Segmentation mask data
- Opening Delimiter -
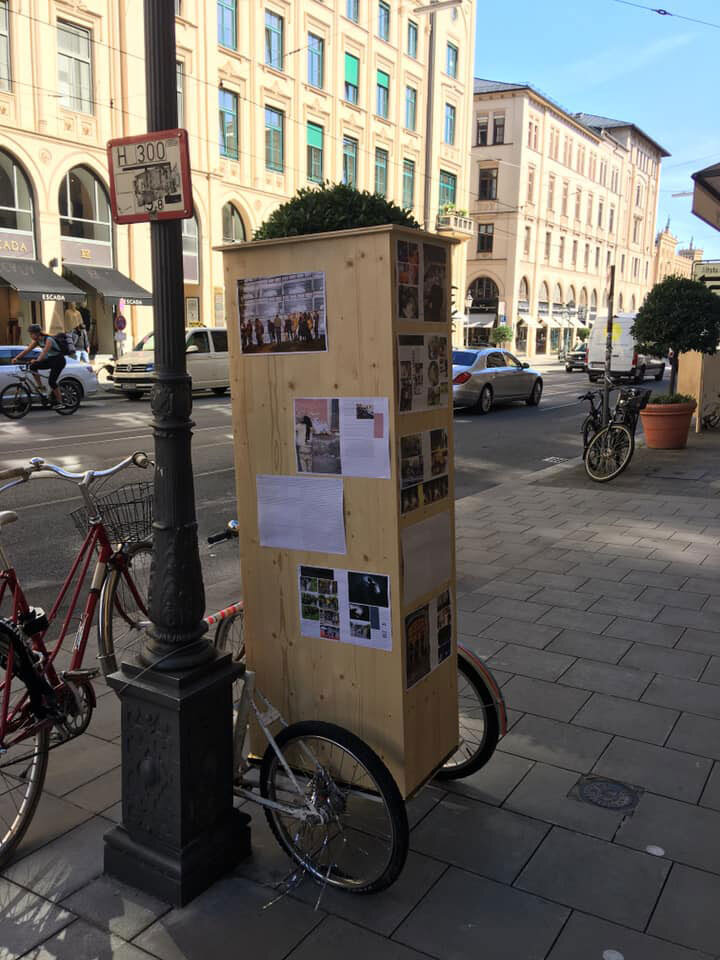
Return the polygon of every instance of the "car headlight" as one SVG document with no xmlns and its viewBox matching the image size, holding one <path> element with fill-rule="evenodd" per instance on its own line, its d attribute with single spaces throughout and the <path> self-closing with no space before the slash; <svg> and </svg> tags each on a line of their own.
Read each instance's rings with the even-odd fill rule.
<svg viewBox="0 0 720 960">
<path fill-rule="evenodd" d="M 147 363 L 145 364 L 145 369 L 147 370 L 148 373 L 152 373 L 152 371 L 155 369 L 155 364 Z"/>
</svg>

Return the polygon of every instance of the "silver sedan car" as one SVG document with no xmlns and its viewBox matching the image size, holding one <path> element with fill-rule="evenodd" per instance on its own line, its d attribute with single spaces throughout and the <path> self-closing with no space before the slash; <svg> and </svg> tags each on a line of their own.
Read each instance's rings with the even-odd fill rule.
<svg viewBox="0 0 720 960">
<path fill-rule="evenodd" d="M 524 400 L 536 407 L 542 376 L 499 347 L 453 350 L 453 406 L 489 413 L 493 403 Z"/>
</svg>

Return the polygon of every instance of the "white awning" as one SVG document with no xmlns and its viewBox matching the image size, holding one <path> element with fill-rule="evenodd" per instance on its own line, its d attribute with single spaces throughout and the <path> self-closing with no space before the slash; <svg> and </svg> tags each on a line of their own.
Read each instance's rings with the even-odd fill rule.
<svg viewBox="0 0 720 960">
<path fill-rule="evenodd" d="M 491 327 L 495 323 L 495 314 L 490 316 L 473 316 L 472 314 L 468 317 L 467 326 L 468 327 Z"/>
<path fill-rule="evenodd" d="M 555 329 L 558 329 L 562 326 L 562 323 L 560 323 L 560 321 L 556 320 L 554 317 L 546 317 L 545 324 L 548 326 L 548 328 L 554 327 Z"/>
</svg>

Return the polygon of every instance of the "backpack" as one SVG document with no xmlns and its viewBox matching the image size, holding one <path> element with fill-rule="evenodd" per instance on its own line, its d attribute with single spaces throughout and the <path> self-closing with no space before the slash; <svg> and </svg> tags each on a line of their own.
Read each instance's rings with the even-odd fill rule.
<svg viewBox="0 0 720 960">
<path fill-rule="evenodd" d="M 54 333 L 50 339 L 64 357 L 75 356 L 75 343 L 69 333 Z"/>
</svg>

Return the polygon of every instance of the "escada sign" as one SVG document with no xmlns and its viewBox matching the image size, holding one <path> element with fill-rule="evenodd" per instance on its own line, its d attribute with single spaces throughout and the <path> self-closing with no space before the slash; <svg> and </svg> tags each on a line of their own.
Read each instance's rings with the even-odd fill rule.
<svg viewBox="0 0 720 960">
<path fill-rule="evenodd" d="M 0 230 L 0 257 L 15 257 L 18 260 L 34 260 L 35 244 L 31 234 Z"/>
</svg>

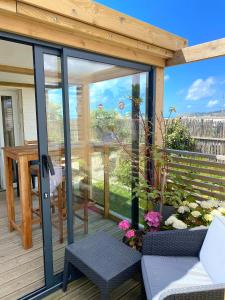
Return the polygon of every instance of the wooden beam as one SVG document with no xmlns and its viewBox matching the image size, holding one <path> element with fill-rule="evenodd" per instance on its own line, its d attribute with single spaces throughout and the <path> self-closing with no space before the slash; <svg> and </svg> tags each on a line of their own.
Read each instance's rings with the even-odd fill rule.
<svg viewBox="0 0 225 300">
<path fill-rule="evenodd" d="M 16 0 L 0 0 L 0 10 L 16 13 Z"/>
<path fill-rule="evenodd" d="M 163 147 L 163 104 L 164 104 L 164 68 L 155 69 L 155 105 L 154 105 L 154 145 Z M 161 182 L 160 166 L 154 168 L 154 184 L 159 186 Z"/>
<path fill-rule="evenodd" d="M 154 112 L 154 143 L 161 146 L 163 143 L 162 133 L 160 129 L 160 121 L 162 120 L 163 104 L 164 104 L 164 69 L 156 68 L 155 74 L 155 112 Z"/>
<path fill-rule="evenodd" d="M 134 69 L 112 67 L 112 68 L 109 68 L 106 70 L 92 73 L 91 76 L 84 78 L 84 81 L 87 81 L 89 83 L 95 83 L 95 82 L 99 82 L 99 81 L 105 81 L 105 80 L 111 80 L 111 79 L 115 79 L 115 78 L 130 76 L 130 75 L 133 75 L 136 73 L 140 73 L 140 71 L 134 70 Z"/>
<path fill-rule="evenodd" d="M 0 72 L 22 74 L 22 75 L 34 75 L 33 69 L 14 67 L 8 65 L 0 65 Z"/>
<path fill-rule="evenodd" d="M 104 43 L 103 47 L 102 42 L 92 40 L 91 38 L 87 39 L 82 35 L 72 34 L 68 31 L 59 30 L 55 26 L 35 22 L 17 15 L 10 15 L 9 17 L 7 14 L 1 13 L 0 30 L 117 58 L 119 57 L 121 59 L 152 64 L 154 66 L 165 66 L 165 60 L 160 57 L 155 57 L 138 50 L 135 51 L 128 47 L 112 46 L 107 43 Z"/>
<path fill-rule="evenodd" d="M 175 66 L 224 55 L 225 38 L 183 48 L 175 52 L 174 56 L 167 60 L 166 65 Z"/>
<path fill-rule="evenodd" d="M 116 44 L 120 47 L 129 47 L 135 50 L 138 49 L 139 51 L 144 51 L 157 57 L 171 58 L 174 53 L 171 50 L 160 48 L 129 37 L 121 36 L 117 33 L 109 32 L 108 30 L 97 28 L 92 25 L 63 17 L 24 3 L 18 3 L 17 13 L 31 19 L 36 19 L 38 22 L 44 24 L 54 25 L 61 30 L 67 30 L 74 34 L 83 34 L 87 38 L 91 37 L 91 39 L 94 38 L 104 43 Z"/>
<path fill-rule="evenodd" d="M 187 41 L 181 37 L 96 2 L 84 3 L 80 0 L 18 0 L 17 2 L 27 3 L 165 49 L 176 51 L 187 45 Z"/>
<path fill-rule="evenodd" d="M 34 88 L 34 84 L 31 83 L 8 82 L 8 81 L 0 81 L 0 86 Z"/>
</svg>

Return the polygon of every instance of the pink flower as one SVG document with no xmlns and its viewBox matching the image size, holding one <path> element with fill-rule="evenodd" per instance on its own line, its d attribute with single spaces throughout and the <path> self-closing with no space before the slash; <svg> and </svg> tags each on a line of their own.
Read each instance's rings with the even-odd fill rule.
<svg viewBox="0 0 225 300">
<path fill-rule="evenodd" d="M 145 217 L 145 221 L 147 222 L 149 227 L 158 228 L 161 222 L 161 215 L 157 211 L 149 211 Z"/>
<path fill-rule="evenodd" d="M 123 220 L 118 224 L 119 229 L 126 231 L 130 228 L 130 223 L 127 220 Z"/>
<path fill-rule="evenodd" d="M 133 229 L 128 230 L 127 233 L 125 234 L 125 237 L 128 239 L 131 239 L 134 236 L 135 236 L 135 231 Z"/>
</svg>

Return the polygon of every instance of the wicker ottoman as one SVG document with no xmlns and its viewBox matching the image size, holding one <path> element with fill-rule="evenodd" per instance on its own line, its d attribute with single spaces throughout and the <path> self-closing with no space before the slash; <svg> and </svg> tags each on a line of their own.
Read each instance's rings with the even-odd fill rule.
<svg viewBox="0 0 225 300">
<path fill-rule="evenodd" d="M 73 265 L 101 291 L 101 299 L 141 269 L 141 254 L 112 236 L 99 232 L 66 247 L 63 290 Z"/>
</svg>

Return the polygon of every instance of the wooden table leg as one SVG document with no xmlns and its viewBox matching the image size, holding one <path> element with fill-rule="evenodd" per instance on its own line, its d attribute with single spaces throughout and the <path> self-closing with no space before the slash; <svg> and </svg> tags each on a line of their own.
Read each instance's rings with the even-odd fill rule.
<svg viewBox="0 0 225 300">
<path fill-rule="evenodd" d="M 31 178 L 29 163 L 25 156 L 19 157 L 20 203 L 22 215 L 22 243 L 24 249 L 32 247 Z"/>
<path fill-rule="evenodd" d="M 13 160 L 4 155 L 5 180 L 6 180 L 6 203 L 8 212 L 9 230 L 13 231 L 12 222 L 15 222 L 14 190 L 13 190 Z"/>
</svg>

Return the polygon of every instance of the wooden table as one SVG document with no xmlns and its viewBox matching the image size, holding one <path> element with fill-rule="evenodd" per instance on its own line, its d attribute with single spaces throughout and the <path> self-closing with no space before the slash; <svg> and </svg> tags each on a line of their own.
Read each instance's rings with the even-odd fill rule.
<svg viewBox="0 0 225 300">
<path fill-rule="evenodd" d="M 24 249 L 32 247 L 32 205 L 30 164 L 38 160 L 37 145 L 4 147 L 6 202 L 9 230 L 16 229 L 22 238 Z M 21 203 L 21 223 L 15 221 L 14 190 L 13 190 L 13 160 L 18 162 L 18 176 Z"/>
<path fill-rule="evenodd" d="M 104 153 L 104 216 L 109 217 L 109 146 L 89 145 L 91 152 Z M 37 145 L 24 145 L 16 147 L 4 147 L 5 180 L 6 180 L 6 202 L 8 212 L 9 230 L 17 230 L 21 234 L 24 249 L 32 247 L 32 199 L 31 199 L 31 175 L 30 161 L 38 160 Z M 77 145 L 72 146 L 76 149 L 76 154 L 82 153 L 83 148 Z M 50 148 L 53 158 L 64 157 L 64 147 Z M 73 151 L 72 151 L 73 152 Z M 13 160 L 18 162 L 20 204 L 21 204 L 21 223 L 15 221 L 14 190 L 13 190 Z"/>
</svg>

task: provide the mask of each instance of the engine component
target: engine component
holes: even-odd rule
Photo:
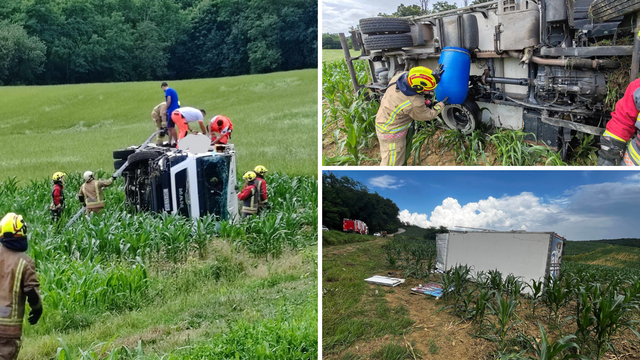
[[[573,96],[570,99],[564,99],[570,102],[595,103],[603,100],[607,95],[603,73],[568,70],[559,66],[540,66],[535,86],[538,97],[546,100],[558,99],[563,95],[563,97]]]

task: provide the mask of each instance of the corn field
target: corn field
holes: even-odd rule
[[[355,61],[358,82],[365,84],[371,79],[366,63]],[[362,90],[354,93],[347,64],[344,60],[322,63],[322,132],[324,138],[323,165],[367,165],[378,164],[375,117],[379,102],[372,94]],[[487,109],[481,109],[487,111]],[[407,165],[437,165],[428,160],[429,155],[451,156],[456,165],[596,165],[597,148],[593,135],[580,137],[578,146],[566,162],[560,152],[547,146],[525,141],[532,136],[520,130],[495,129],[487,124],[478,124],[468,135],[447,128],[439,117],[431,122],[415,122],[415,130],[407,135]],[[331,144],[331,150],[327,149]],[[368,150],[368,151],[367,151]],[[427,161],[427,162],[425,162]]]
[[[108,176],[96,173],[96,177]],[[23,215],[29,229],[27,253],[36,262],[41,283],[44,315],[37,327],[27,326],[26,331],[47,334],[82,329],[102,314],[148,305],[163,291],[153,274],[167,267],[163,264],[205,258],[214,238],[268,259],[317,242],[317,180],[275,173],[267,181],[270,208],[236,224],[214,216],[192,220],[136,213],[126,205],[123,183],[117,181],[105,190],[106,207],[100,214],[90,219],[83,216],[69,228],[65,224],[81,207],[76,200],[81,174],[68,176],[67,208],[58,224],[52,223],[49,213],[48,179],[20,185],[15,178],[1,181],[0,213]],[[206,278],[217,280],[238,273],[225,269],[208,268]],[[64,349],[60,351],[60,358],[68,358]],[[82,358],[94,358],[89,353]]]
[[[604,359],[637,351],[623,347],[640,341],[638,269],[565,261],[560,276],[538,280],[466,265],[439,274],[432,272],[433,241],[399,237],[384,251],[389,268],[404,277],[440,282],[441,309],[495,343],[496,358]]]

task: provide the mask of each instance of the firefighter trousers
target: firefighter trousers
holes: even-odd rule
[[[380,166],[402,166],[407,148],[407,132],[400,134],[378,133],[380,142]]]
[[[0,359],[16,360],[20,352],[19,339],[3,339],[0,338]]]

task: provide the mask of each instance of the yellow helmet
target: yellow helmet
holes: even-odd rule
[[[10,239],[27,236],[27,224],[22,215],[8,213],[0,220],[0,238]]]
[[[63,181],[65,176],[67,176],[67,174],[63,173],[62,171],[58,171],[55,174],[53,174],[51,179],[53,179],[53,181]]]
[[[416,66],[409,70],[407,82],[409,86],[418,93],[433,90],[438,85],[436,78],[432,75],[431,69],[424,66]]]
[[[258,165],[258,166],[256,166],[255,169],[253,169],[253,171],[255,171],[255,173],[260,175],[260,176],[264,176],[264,174],[267,173],[267,168],[262,166],[262,165]]]
[[[242,178],[247,181],[253,181],[256,179],[256,173],[254,173],[253,171],[247,171],[246,173],[244,173],[244,175],[242,175]]]

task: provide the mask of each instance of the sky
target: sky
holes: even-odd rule
[[[435,0],[431,0],[433,6]],[[462,0],[449,0],[448,3],[463,5]],[[377,16],[378,13],[391,14],[398,5],[406,6],[418,4],[418,1],[388,1],[388,0],[322,0],[322,32],[347,33],[351,26],[358,25],[362,18]]]
[[[640,238],[638,171],[331,172],[393,200],[400,220],[420,227],[553,231],[567,240]]]

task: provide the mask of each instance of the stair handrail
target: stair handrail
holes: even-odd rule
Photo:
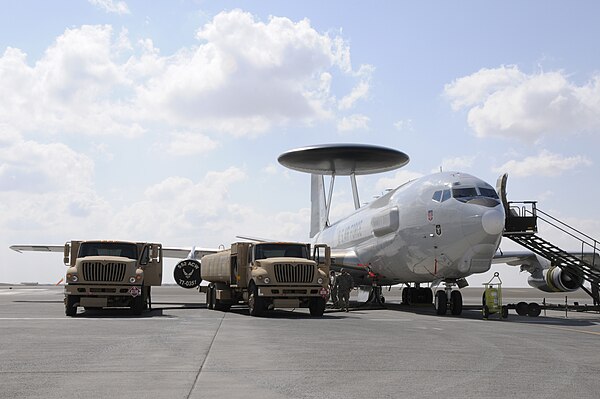
[[[539,208],[537,208],[537,212],[541,213],[542,215],[545,215],[546,217],[552,219],[556,223],[564,226],[565,228],[562,228],[561,226],[556,225],[556,224],[552,223],[551,221],[549,221],[549,220],[547,220],[547,219],[545,219],[545,218],[543,218],[541,216],[538,216],[538,219],[543,220],[544,222],[548,223],[549,225],[553,226],[554,228],[562,231],[565,234],[570,235],[571,237],[573,237],[576,240],[578,240],[578,241],[581,242],[581,259],[582,260],[583,260],[583,255],[584,255],[584,245],[587,245],[588,247],[590,247],[592,249],[592,251],[593,251],[592,267],[595,266],[595,263],[596,263],[596,250],[600,247],[598,240],[594,239],[593,237],[590,237],[589,235],[587,235],[584,232],[576,229],[575,227],[566,224],[562,220],[559,220],[559,219],[555,218],[554,216],[550,215],[547,212],[544,212],[543,210],[541,210]],[[575,235],[573,232],[579,234],[579,236]],[[582,237],[585,237],[590,242],[586,241]]]

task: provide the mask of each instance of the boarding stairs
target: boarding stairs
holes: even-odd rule
[[[600,303],[600,242],[567,225],[537,207],[536,201],[508,202],[503,236],[522,245],[533,253],[548,259],[552,265],[581,278],[590,284],[582,286],[594,300]],[[538,220],[558,229],[581,245],[581,252],[567,252],[537,235]]]

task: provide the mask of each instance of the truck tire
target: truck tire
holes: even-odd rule
[[[326,304],[327,303],[324,298],[310,298],[310,302],[308,303],[310,315],[315,317],[323,316],[323,313],[325,313]]]
[[[65,303],[65,314],[69,317],[73,317],[77,314],[77,302],[79,302],[79,298],[74,295],[67,295],[67,300]]]
[[[250,316],[261,316],[265,310],[264,300],[258,296],[258,287],[250,283],[248,289],[248,312]]]
[[[210,310],[215,308],[215,285],[213,283],[206,288],[206,308]]]
[[[144,287],[142,287],[142,292],[144,292]],[[140,295],[133,297],[131,299],[131,313],[135,316],[139,316],[144,311],[144,294],[140,293]]]

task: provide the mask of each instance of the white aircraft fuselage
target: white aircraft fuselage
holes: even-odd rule
[[[504,207],[488,183],[443,172],[410,181],[326,226],[339,266],[368,267],[379,284],[456,281],[490,269]]]

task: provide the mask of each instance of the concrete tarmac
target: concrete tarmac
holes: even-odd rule
[[[483,320],[481,293],[463,290],[459,317],[400,305],[394,289],[386,309],[255,318],[241,307],[207,310],[195,290],[158,287],[141,317],[80,309],[68,318],[61,287],[0,286],[0,397],[598,397],[600,314]],[[544,296],[565,299],[504,290],[505,303]]]

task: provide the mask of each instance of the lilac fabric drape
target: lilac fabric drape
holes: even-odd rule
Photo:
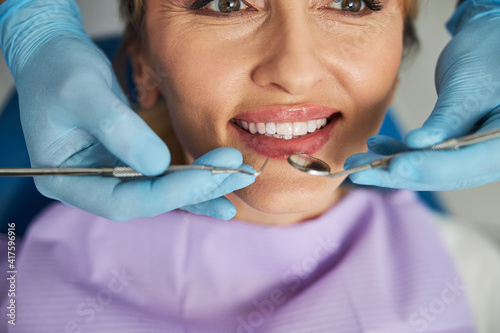
[[[474,332],[415,195],[355,190],[289,227],[56,204],[24,239],[10,332]]]

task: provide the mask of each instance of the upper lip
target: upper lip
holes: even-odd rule
[[[249,123],[303,122],[313,119],[329,118],[337,112],[340,111],[324,105],[280,105],[267,106],[243,112],[233,119],[240,119]]]

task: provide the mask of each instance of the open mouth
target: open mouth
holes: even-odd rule
[[[228,123],[240,142],[263,156],[286,160],[315,154],[329,141],[342,112],[323,105],[271,106],[241,113]]]
[[[252,123],[241,119],[231,119],[231,123],[255,136],[267,136],[281,140],[292,140],[308,136],[326,127],[333,116],[329,118],[286,123]]]

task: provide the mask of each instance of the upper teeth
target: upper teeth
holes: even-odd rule
[[[267,135],[277,139],[295,139],[326,126],[327,119],[298,121],[293,123],[250,123],[240,119],[233,122],[255,135]]]

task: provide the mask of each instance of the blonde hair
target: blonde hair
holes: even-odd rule
[[[120,13],[128,24],[133,24],[140,28],[140,23],[144,20],[144,0],[119,0]]]

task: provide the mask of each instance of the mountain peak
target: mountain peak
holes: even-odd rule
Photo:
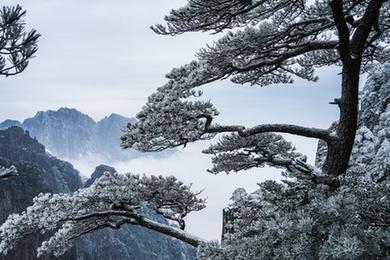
- Closing Delimiter -
● ACTION ITEM
Only those lines of the entries above that run from the line containing "target: white aircraft fuselage" to the line containing "target: concrete tarmac", both included, should be transcribed exactly.

● FINISHED EXERCISE
target: white aircraft fuselage
holes: even-odd rule
[[[504,207],[488,183],[443,172],[410,181],[326,226],[339,266],[368,267],[379,284],[456,281],[490,269]]]

task: provide the mask of each instance of the concrete tarmac
target: concrete tarmac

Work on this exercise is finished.